** THE REQUEST **
Duplicate every one of the rows below line for line, without changing a character, and omit the pictures from your copy.
#### TASK MATERIAL
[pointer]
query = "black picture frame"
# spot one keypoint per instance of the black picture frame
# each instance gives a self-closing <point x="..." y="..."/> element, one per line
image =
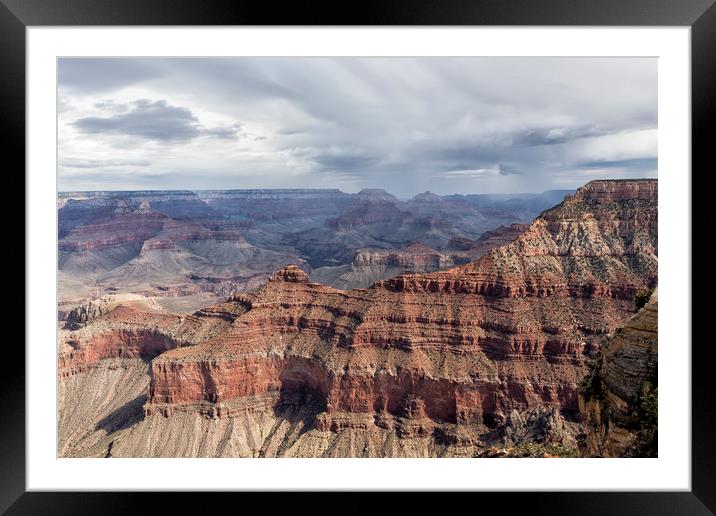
<point x="16" y="15"/>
########
** CORRECT OUTPUT **
[pointer]
query = "black picture frame"
# spot one keypoint per instance of the black picture frame
# each instance gives a self-closing <point x="..." y="..."/> element, one per line
image =
<point x="16" y="15"/>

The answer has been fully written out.